▶ TASK TO CARRY OUT:
Reproduce word for word the part of the role-playing game post from "If she is only" to "second level summon.".

▶ PAGE EXTRACT:

Summon PARIS HILTON!
Does she get the same CCB rolls as a badger? I mean, she prolly picked up some wicked new moves whilst in the clink.
What d'ya say?
If she is only summon-able for red carpet hype or night vision romps between the sheets, then I summon a badger, an ANGRY badger. Either way it's a second level summon.
Labels: that's hot
Round 1... Fight!
The orc wearing gauntlets isn't here to talk about his feelings or play a party game.
Theodore, your show of wand 1) fails, but 2) gives you the apple.
He pummels you in the face for 5 hp, with a total left-right-uppercut thing.
Reginald casts another spell and the night sky dims. It is completely black, you cannot see. He prepares to cast again next round. Note that he's really far away, across this rope bridge thing.
Dammit Reginald... I wasn't ignoring the NPC, I was retconning some actions when we were exploring, and more than anything else, I was trying to keep this alive and have a little fun while the DM was "out for three weeks". so much for that idea.
Anyway, with hands in the air to indicate surrender, I say "Hey! Whoa! Let's talk this out. We didn't mean to break anything. We didn't know you lived here. Easy there Stardevil dude. Let's all just take a deep breath and be cool."

▶ SUPPLIED MATERIAL:
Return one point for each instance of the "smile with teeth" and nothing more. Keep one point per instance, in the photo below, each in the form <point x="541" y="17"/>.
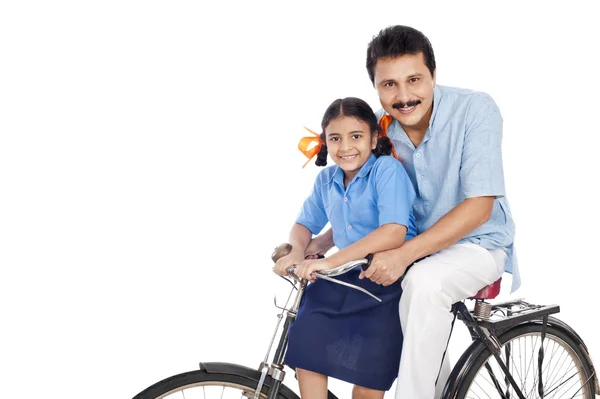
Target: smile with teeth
<point x="407" y="109"/>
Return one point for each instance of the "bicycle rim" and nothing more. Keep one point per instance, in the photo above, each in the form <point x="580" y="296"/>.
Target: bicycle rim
<point x="211" y="390"/>
<point x="565" y="370"/>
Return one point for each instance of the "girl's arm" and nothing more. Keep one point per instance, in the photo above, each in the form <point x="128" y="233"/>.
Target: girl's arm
<point x="298" y="239"/>
<point x="385" y="237"/>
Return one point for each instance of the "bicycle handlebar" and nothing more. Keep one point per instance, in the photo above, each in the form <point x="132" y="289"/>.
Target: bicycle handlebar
<point x="338" y="271"/>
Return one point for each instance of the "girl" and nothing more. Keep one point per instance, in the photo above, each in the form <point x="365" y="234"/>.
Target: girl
<point x="367" y="197"/>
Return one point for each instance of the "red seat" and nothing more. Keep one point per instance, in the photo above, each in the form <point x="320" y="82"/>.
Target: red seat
<point x="489" y="291"/>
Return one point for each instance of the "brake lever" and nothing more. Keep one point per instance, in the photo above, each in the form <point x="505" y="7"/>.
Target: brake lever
<point x="347" y="285"/>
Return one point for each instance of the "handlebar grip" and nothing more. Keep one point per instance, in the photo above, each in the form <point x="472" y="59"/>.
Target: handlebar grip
<point x="369" y="258"/>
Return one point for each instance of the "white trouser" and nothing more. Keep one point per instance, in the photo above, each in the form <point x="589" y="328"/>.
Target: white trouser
<point x="430" y="287"/>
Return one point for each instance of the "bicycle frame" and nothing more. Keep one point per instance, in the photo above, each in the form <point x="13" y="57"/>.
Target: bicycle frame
<point x="484" y="331"/>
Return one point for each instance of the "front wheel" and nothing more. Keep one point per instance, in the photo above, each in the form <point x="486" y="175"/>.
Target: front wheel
<point x="208" y="385"/>
<point x="565" y="369"/>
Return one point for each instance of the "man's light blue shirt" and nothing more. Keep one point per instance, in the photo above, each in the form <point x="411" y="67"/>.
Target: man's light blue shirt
<point x="459" y="157"/>
<point x="380" y="193"/>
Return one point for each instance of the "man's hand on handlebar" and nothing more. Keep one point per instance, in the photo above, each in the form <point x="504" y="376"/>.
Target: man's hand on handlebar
<point x="283" y="263"/>
<point x="307" y="267"/>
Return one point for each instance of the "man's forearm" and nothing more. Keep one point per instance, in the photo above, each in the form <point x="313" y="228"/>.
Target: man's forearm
<point x="456" y="224"/>
<point x="299" y="238"/>
<point x="326" y="240"/>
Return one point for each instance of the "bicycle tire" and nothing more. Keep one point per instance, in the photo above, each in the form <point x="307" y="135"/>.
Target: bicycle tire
<point x="203" y="378"/>
<point x="464" y="385"/>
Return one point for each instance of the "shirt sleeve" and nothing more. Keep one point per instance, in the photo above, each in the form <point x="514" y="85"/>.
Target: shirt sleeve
<point x="312" y="215"/>
<point x="481" y="171"/>
<point x="395" y="193"/>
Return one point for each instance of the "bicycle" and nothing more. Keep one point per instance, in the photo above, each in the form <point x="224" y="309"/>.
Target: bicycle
<point x="489" y="367"/>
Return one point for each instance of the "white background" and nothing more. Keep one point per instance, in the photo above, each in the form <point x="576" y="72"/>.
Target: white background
<point x="148" y="166"/>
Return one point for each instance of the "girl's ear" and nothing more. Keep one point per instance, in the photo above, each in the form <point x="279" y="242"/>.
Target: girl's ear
<point x="374" y="139"/>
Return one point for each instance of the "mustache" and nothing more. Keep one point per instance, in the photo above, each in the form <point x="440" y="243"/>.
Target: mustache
<point x="411" y="103"/>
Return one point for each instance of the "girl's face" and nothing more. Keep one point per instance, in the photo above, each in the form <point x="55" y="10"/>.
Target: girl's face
<point x="349" y="143"/>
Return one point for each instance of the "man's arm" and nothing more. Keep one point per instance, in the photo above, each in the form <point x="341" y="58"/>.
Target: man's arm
<point x="320" y="244"/>
<point x="389" y="266"/>
<point x="456" y="224"/>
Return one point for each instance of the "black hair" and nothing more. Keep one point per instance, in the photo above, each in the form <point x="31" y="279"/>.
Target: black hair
<point x="359" y="109"/>
<point x="395" y="41"/>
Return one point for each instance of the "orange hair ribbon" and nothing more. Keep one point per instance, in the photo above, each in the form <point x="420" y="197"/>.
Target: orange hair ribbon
<point x="305" y="143"/>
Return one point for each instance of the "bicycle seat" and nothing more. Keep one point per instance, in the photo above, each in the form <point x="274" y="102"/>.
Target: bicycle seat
<point x="489" y="291"/>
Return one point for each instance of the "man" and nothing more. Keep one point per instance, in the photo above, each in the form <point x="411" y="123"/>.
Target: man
<point x="449" y="141"/>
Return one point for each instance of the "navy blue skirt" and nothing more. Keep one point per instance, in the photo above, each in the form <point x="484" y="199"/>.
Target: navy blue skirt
<point x="345" y="334"/>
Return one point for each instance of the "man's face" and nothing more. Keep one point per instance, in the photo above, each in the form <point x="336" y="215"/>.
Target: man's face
<point x="405" y="88"/>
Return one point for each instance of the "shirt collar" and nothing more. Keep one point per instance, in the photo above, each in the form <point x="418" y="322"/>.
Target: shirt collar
<point x="338" y="175"/>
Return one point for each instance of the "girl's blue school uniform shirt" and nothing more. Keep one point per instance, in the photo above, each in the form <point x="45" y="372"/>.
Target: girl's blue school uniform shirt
<point x="380" y="193"/>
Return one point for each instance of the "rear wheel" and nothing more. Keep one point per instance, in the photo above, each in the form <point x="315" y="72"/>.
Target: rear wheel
<point x="565" y="370"/>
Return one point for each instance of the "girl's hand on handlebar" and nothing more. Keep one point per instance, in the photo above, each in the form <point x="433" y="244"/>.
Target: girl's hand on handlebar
<point x="307" y="267"/>
<point x="285" y="262"/>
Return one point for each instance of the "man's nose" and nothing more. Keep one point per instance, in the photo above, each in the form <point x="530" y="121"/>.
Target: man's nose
<point x="401" y="95"/>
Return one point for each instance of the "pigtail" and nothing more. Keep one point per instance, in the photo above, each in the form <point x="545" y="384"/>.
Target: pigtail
<point x="384" y="146"/>
<point x="322" y="155"/>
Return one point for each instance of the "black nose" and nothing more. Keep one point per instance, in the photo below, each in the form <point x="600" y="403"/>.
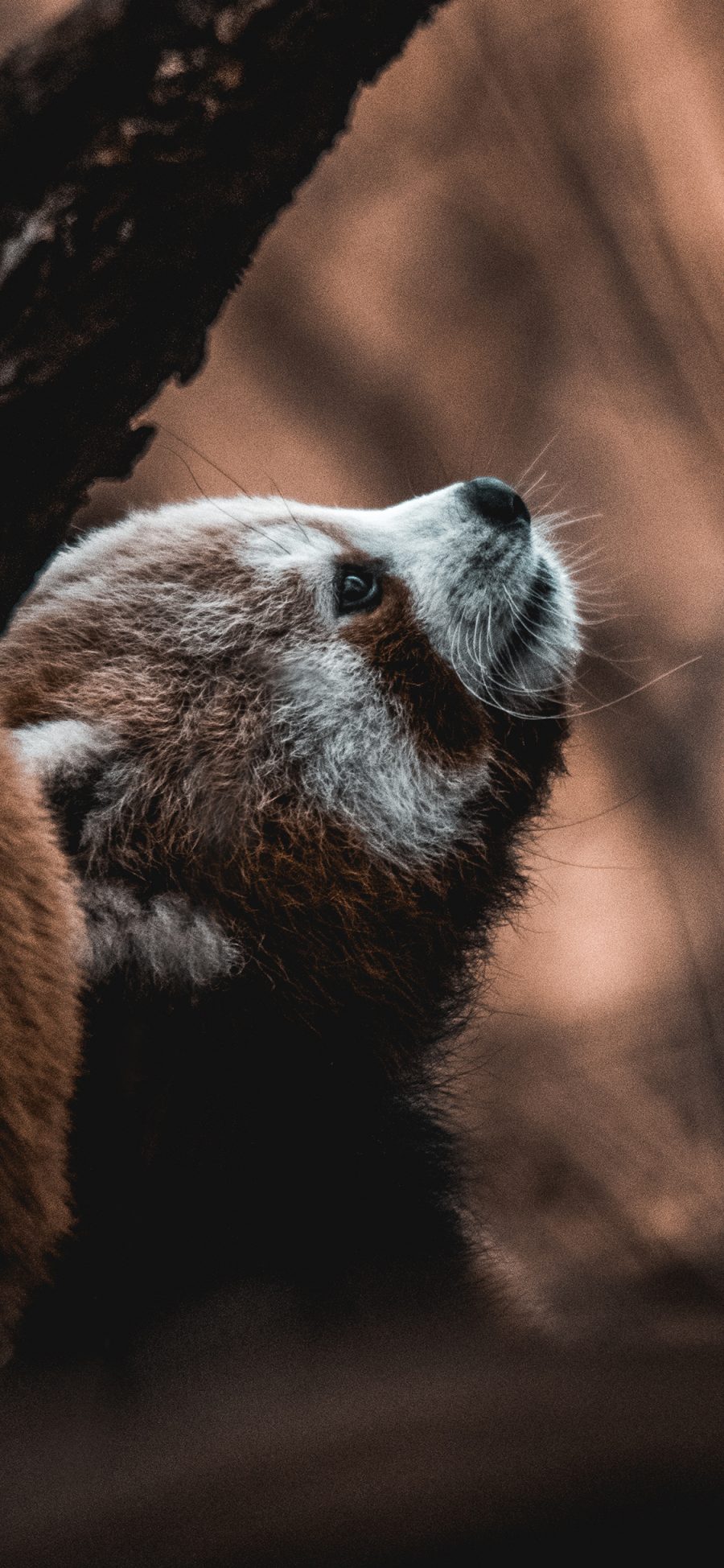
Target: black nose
<point x="496" y="502"/>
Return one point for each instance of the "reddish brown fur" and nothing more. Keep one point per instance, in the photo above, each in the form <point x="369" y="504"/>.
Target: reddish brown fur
<point x="39" y="1032"/>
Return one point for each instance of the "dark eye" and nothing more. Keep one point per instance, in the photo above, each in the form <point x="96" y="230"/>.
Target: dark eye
<point x="360" y="590"/>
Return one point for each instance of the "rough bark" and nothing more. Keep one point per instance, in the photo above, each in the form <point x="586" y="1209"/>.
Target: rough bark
<point x="146" y="146"/>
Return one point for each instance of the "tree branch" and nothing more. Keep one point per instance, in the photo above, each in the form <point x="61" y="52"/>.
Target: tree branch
<point x="146" y="146"/>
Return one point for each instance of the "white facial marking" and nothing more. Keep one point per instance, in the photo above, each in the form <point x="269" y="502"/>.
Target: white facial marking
<point x="61" y="748"/>
<point x="360" y="763"/>
<point x="167" y="936"/>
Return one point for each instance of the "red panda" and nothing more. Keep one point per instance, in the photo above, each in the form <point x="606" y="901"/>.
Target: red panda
<point x="39" y="1037"/>
<point x="290" y="750"/>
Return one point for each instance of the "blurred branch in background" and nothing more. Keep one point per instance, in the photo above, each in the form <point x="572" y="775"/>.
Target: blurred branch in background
<point x="145" y="151"/>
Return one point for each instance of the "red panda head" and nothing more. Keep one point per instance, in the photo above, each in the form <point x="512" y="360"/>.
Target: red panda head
<point x="284" y="735"/>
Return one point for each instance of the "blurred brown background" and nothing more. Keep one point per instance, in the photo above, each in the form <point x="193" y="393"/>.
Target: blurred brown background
<point x="512" y="265"/>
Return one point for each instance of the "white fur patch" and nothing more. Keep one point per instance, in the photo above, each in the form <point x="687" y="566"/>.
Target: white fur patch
<point x="361" y="764"/>
<point x="61" y="748"/>
<point x="167" y="938"/>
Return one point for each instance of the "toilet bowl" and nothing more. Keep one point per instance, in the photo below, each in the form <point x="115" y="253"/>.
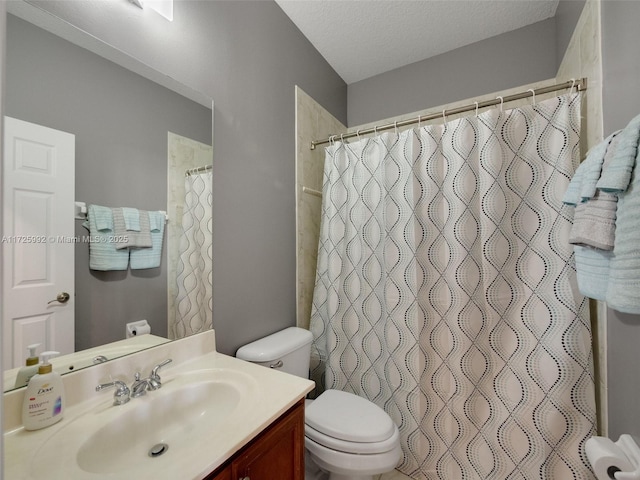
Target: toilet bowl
<point x="347" y="437"/>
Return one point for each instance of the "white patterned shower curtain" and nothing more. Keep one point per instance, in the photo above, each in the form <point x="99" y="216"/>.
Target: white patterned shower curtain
<point x="194" y="301"/>
<point x="446" y="293"/>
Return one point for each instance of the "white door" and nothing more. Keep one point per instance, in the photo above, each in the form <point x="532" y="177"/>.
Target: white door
<point x="37" y="240"/>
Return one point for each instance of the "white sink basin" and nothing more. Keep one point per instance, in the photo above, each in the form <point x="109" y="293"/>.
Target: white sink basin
<point x="117" y="440"/>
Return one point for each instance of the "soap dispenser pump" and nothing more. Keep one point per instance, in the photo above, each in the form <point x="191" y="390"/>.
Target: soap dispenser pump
<point x="30" y="369"/>
<point x="44" y="398"/>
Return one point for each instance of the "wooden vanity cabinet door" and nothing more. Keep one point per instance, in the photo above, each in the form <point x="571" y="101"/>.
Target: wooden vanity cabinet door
<point x="223" y="475"/>
<point x="277" y="453"/>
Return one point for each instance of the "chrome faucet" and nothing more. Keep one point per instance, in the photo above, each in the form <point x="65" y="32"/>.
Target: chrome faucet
<point x="139" y="386"/>
<point x="121" y="395"/>
<point x="154" y="382"/>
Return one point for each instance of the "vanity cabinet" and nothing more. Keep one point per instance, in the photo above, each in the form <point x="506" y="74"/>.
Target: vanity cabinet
<point x="277" y="452"/>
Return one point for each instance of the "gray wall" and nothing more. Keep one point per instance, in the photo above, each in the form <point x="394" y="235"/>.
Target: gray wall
<point x="2" y="85"/>
<point x="120" y="121"/>
<point x="621" y="103"/>
<point x="247" y="56"/>
<point x="515" y="58"/>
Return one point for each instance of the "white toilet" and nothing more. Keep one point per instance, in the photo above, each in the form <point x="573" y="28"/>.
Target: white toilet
<point x="347" y="437"/>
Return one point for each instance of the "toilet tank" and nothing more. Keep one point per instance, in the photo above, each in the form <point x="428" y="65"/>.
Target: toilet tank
<point x="288" y="350"/>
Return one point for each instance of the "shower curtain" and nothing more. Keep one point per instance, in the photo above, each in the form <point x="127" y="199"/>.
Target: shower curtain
<point x="194" y="301"/>
<point x="446" y="293"/>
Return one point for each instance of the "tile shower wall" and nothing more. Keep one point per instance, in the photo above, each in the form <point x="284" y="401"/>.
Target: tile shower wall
<point x="312" y="122"/>
<point x="583" y="58"/>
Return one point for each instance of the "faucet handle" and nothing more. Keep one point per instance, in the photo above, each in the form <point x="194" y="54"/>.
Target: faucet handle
<point x="121" y="395"/>
<point x="154" y="378"/>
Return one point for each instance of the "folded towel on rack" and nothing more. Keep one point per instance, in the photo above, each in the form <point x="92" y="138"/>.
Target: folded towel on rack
<point x="132" y="218"/>
<point x="617" y="177"/>
<point x="103" y="254"/>
<point x="614" y="276"/>
<point x="593" y="169"/>
<point x="582" y="186"/>
<point x="624" y="275"/>
<point x="142" y="258"/>
<point x="132" y="228"/>
<point x="594" y="222"/>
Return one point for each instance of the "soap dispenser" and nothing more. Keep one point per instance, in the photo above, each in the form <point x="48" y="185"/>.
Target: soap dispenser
<point x="44" y="397"/>
<point x="30" y="369"/>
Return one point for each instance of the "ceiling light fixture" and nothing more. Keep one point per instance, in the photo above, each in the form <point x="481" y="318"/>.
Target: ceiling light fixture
<point x="163" y="7"/>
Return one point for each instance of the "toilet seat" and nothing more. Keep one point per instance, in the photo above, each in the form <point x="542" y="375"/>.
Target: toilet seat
<point x="348" y="423"/>
<point x="363" y="448"/>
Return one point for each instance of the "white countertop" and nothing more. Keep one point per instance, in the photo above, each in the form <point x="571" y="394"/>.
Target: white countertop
<point x="268" y="394"/>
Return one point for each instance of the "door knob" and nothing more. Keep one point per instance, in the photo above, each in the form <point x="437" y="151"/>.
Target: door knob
<point x="62" y="297"/>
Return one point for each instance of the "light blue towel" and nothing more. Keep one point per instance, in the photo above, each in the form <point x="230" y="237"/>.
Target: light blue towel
<point x="103" y="254"/>
<point x="618" y="175"/>
<point x="150" y="257"/>
<point x="583" y="184"/>
<point x="594" y="169"/>
<point x="592" y="271"/>
<point x="132" y="228"/>
<point x="623" y="293"/>
<point x="131" y="218"/>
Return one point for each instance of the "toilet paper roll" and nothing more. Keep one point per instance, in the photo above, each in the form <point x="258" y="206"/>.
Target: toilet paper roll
<point x="607" y="458"/>
<point x="138" y="328"/>
<point x="141" y="329"/>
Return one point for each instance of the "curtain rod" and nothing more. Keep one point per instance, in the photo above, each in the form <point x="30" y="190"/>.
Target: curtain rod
<point x="193" y="171"/>
<point x="581" y="84"/>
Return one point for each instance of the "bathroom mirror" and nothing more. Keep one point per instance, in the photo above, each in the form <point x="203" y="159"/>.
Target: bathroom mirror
<point x="137" y="132"/>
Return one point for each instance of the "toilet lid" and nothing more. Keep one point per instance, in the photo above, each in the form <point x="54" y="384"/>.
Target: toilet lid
<point x="346" y="416"/>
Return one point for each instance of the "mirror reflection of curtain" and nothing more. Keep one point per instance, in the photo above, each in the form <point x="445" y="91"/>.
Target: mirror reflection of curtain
<point x="194" y="302"/>
<point x="446" y="293"/>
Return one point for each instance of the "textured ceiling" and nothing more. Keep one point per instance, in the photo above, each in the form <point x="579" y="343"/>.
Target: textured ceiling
<point x="362" y="38"/>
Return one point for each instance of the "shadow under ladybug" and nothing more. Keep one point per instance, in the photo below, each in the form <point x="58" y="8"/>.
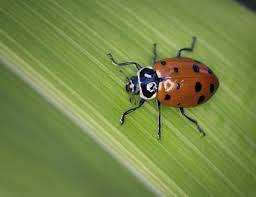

▶ OUTPUT OF THE TASK:
If she is only summon-able for red carpet hype or night vision romps between the sheets, then I summon a badger, an ANGRY badger. Either way it's a second level summon.